(Point labeling examples)

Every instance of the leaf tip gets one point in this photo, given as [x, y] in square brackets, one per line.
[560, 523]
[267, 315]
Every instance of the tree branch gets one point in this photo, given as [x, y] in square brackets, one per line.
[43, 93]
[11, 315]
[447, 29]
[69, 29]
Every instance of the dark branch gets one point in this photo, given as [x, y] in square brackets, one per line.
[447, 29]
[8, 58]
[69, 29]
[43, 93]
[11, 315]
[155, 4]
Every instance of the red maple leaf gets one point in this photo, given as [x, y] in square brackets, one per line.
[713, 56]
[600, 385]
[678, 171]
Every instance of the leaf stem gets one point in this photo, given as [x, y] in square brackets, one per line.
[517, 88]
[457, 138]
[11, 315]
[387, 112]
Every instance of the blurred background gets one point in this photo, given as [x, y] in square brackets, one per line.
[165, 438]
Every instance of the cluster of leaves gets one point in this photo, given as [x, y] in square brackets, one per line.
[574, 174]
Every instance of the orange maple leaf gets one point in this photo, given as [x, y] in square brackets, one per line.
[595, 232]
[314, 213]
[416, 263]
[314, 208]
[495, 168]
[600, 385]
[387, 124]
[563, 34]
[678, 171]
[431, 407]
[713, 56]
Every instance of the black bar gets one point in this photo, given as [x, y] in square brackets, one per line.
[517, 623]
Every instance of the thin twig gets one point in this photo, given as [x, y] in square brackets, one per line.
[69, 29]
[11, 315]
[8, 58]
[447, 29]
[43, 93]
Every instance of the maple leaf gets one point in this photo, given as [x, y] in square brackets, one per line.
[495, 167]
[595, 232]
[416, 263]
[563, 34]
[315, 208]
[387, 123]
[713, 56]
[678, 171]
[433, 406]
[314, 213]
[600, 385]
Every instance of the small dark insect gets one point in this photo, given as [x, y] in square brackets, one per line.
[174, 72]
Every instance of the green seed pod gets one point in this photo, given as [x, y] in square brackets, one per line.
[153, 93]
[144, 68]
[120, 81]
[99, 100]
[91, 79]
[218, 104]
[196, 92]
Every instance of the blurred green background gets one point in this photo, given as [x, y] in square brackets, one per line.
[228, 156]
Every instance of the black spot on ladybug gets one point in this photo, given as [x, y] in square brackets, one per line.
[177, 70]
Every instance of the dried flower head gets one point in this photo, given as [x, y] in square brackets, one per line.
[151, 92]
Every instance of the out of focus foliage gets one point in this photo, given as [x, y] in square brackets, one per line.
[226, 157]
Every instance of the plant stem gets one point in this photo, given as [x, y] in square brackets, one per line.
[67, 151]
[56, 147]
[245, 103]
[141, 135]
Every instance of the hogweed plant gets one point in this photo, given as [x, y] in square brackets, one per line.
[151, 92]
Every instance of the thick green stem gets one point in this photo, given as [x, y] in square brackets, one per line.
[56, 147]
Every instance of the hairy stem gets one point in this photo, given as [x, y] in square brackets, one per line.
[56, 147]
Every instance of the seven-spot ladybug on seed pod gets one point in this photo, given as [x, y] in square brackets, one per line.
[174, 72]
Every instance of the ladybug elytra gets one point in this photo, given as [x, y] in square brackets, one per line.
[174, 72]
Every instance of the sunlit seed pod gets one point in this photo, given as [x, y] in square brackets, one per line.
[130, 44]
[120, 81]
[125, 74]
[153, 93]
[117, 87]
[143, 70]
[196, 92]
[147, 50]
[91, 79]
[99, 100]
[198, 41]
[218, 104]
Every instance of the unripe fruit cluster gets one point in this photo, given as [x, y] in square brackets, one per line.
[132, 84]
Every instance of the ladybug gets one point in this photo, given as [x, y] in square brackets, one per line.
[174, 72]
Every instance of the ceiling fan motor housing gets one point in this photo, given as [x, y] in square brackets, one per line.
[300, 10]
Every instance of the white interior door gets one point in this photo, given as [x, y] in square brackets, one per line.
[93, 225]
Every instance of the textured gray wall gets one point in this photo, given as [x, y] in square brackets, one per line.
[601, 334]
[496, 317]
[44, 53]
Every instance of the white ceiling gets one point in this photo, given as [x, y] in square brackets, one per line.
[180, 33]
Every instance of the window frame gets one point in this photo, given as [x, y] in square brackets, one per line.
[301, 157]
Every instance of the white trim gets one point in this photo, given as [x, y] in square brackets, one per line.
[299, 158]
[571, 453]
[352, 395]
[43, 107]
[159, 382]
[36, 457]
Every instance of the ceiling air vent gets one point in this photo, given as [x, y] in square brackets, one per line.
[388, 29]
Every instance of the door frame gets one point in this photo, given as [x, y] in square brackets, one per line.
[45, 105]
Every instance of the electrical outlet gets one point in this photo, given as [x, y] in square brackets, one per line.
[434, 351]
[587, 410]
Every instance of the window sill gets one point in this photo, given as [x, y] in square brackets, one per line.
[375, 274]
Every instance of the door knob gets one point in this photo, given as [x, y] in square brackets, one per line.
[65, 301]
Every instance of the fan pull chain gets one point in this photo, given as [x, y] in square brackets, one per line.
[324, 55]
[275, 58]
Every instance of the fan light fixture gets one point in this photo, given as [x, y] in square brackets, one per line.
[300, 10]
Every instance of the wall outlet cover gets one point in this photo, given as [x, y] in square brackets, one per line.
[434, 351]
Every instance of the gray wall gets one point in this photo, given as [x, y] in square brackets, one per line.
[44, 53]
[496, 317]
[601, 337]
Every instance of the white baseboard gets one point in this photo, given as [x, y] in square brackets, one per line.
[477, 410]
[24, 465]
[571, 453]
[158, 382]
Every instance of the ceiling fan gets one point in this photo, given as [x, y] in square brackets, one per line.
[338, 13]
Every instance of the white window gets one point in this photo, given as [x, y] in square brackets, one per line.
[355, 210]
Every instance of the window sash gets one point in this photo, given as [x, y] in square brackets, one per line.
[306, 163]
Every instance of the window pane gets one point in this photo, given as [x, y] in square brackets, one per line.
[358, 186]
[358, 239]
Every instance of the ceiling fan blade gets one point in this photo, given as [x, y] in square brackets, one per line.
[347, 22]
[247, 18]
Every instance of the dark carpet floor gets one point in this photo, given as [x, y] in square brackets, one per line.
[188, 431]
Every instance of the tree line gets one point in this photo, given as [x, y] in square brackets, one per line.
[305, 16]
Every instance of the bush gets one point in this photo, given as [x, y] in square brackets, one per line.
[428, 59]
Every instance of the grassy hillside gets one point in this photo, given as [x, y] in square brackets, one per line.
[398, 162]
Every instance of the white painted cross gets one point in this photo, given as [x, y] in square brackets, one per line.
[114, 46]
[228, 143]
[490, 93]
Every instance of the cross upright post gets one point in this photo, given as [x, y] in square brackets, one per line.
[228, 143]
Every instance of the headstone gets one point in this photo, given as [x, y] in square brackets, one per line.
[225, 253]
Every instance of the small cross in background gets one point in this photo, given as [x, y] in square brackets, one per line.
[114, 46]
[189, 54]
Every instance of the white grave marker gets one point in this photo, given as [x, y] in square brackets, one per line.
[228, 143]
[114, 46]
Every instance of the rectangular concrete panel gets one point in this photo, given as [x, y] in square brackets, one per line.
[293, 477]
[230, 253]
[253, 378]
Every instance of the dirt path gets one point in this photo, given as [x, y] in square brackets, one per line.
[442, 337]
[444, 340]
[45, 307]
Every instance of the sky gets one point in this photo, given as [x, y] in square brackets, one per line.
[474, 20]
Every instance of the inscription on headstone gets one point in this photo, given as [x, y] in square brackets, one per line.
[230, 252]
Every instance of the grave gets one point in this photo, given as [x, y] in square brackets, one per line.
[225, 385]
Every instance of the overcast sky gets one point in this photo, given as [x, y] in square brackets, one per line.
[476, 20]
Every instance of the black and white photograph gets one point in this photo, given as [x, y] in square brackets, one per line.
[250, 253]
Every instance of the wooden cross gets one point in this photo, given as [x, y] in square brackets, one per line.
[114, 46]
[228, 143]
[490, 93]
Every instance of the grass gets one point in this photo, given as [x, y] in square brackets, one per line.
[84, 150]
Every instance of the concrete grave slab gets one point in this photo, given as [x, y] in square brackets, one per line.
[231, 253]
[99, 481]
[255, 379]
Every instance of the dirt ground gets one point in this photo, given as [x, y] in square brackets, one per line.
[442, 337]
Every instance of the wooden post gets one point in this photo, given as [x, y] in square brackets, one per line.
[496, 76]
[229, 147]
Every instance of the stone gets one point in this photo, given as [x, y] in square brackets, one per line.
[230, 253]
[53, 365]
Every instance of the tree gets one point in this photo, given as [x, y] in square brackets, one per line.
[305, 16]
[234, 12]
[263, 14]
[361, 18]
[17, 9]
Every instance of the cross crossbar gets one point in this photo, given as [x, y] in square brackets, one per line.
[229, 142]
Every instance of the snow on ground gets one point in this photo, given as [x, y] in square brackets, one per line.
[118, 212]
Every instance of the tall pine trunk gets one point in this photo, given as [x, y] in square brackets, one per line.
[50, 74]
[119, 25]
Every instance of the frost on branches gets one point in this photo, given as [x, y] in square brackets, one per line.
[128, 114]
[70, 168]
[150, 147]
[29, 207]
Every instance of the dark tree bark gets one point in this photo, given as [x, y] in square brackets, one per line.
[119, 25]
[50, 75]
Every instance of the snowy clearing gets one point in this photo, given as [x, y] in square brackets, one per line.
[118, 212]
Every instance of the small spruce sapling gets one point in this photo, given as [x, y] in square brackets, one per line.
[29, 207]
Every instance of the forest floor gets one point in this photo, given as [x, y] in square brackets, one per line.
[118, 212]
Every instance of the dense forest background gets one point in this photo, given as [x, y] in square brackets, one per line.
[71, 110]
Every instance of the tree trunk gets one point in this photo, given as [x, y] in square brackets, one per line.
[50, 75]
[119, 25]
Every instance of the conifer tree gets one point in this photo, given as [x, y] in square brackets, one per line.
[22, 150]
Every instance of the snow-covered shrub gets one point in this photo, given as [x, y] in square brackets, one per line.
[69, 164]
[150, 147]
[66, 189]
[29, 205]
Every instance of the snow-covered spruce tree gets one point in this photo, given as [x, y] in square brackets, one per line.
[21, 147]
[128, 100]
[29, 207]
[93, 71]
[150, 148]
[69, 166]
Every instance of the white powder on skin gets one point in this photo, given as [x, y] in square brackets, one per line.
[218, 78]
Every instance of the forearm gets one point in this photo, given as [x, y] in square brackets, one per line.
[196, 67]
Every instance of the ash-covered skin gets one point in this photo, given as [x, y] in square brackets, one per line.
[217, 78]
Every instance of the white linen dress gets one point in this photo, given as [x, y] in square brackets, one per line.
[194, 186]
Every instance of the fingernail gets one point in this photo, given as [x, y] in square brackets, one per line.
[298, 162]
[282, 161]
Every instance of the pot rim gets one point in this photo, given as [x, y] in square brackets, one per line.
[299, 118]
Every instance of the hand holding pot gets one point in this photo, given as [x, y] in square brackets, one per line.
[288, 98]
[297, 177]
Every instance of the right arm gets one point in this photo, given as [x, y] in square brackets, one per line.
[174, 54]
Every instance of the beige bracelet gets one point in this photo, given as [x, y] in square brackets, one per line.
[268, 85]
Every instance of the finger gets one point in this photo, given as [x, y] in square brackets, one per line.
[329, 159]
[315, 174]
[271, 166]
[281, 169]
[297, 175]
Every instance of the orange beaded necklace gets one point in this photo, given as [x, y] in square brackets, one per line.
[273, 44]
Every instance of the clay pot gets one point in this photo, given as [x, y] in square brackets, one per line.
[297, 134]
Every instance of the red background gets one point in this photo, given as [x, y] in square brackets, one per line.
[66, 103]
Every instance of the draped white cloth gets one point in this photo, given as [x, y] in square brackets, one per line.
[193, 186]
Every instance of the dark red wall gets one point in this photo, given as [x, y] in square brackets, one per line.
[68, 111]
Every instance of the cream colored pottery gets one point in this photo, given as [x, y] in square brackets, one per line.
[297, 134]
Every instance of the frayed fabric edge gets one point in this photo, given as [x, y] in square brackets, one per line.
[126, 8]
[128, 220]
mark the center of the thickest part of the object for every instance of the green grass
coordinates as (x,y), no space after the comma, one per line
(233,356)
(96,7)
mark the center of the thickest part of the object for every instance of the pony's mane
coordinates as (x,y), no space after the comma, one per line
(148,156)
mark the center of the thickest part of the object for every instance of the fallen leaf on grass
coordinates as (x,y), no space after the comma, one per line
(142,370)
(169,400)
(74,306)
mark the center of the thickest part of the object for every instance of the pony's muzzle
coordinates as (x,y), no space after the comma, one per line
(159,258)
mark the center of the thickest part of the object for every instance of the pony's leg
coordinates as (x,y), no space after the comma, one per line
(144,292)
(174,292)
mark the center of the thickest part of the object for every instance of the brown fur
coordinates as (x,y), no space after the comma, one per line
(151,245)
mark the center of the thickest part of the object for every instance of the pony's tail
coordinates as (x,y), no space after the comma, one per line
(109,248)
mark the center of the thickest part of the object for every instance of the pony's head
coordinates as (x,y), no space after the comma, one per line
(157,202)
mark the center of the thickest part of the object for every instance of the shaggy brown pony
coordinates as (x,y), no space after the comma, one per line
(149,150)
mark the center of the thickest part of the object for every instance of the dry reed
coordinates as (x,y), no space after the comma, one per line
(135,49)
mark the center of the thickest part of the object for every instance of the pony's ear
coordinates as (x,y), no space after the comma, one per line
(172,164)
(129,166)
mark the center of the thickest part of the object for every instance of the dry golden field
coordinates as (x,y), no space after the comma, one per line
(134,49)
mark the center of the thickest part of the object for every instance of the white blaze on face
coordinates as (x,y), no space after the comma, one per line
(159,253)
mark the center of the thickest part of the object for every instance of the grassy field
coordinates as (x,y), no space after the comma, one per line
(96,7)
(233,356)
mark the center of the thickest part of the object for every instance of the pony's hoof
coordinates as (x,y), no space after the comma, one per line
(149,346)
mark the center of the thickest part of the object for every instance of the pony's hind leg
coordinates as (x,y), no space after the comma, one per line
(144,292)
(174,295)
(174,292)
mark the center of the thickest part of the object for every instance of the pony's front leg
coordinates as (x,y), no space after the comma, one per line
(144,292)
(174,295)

Work required >>
Everything from the line containing "shaggy brown pony" to the end of the records must be written out exactly; include both of those lines and no others.

The solution >>
mark the center of the thickest part of the object for every instance of the shaggy brown pony
coordinates as (x,y), no space after the comma, one per line
(149,150)
mark the center of the thickest part of the object for every instance of the dry reed
coordinates as (x,y), no space after the comma, one per line
(135,49)
mark the center of the thickest part of the object for every instance of the pony's ear
coordinates as (x,y), no space after the comma, one per line
(172,164)
(129,166)
mark the center of the thickest part of the object for every instance of the dry golden field
coordinates as (x,y), no space after the comma, one per line
(134,49)
mark the center of the thickest part of the object for every instance of the white blaze on face
coordinates as (x,y), no space after the comma, one per line
(159,253)
mark the center of the thickest part of the object for every instance of the grassy field
coordinates as (x,y), no space after the comma, one per line
(96,7)
(233,356)
mark the center of the thickest part of the object for every instance of the pony's hoof
coordinates as (x,y), no space after the comma, one per line
(149,346)
mark the center of the thickest part of the object for every instance of the pony's hind leg
coordinates as (x,y), no space after the comma, one per line
(144,292)
(174,295)
(174,292)
mark the center of the thickest part of the object for every instance of the pony's front leg
coordinates as (x,y), no space after the comma, one per line
(144,292)
(174,295)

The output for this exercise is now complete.